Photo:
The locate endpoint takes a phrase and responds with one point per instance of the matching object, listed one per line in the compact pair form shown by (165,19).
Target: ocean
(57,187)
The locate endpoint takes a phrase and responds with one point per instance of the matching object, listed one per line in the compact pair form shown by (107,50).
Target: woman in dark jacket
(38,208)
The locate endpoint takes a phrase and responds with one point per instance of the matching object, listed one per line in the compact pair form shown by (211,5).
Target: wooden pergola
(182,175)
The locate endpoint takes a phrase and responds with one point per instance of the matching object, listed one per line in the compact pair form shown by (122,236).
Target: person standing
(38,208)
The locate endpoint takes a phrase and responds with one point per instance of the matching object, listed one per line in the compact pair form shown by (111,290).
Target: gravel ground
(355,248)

· · ·

**WHAT TO DO:**
Once you have read the entries, write them out again without altering a single character.

**RESPONSE TO THE EXERCISE:**
Photo:
The locate endpoint takes a phrase and responds with one point per instance of the matching object, listed one per line in the compact pair form shown by (165,19).
Target: ocean
(57,187)
The locate endpoint takes a phrase and responds with one point per instance of the matching object, listed one per line in the compact pair form shown by (107,50).
Target: woman in dark jacket
(38,208)
The locate endpoint takes a phrase and responds with one point per instance of the matching object, listed one per line in the compact pair form shown by (211,5).
Target: wooden pergola
(182,175)
The locate endpoint takes a phrase and responds with one point per instance of the matching object, listed one per line in the compact pair form shown by (122,236).
Target: person standing
(38,208)
The locate endpoint takes a phrase and responds with one point per instance of the matching object, listed one per line in the compact pair form shown by (111,290).
Target: gravel ground
(355,248)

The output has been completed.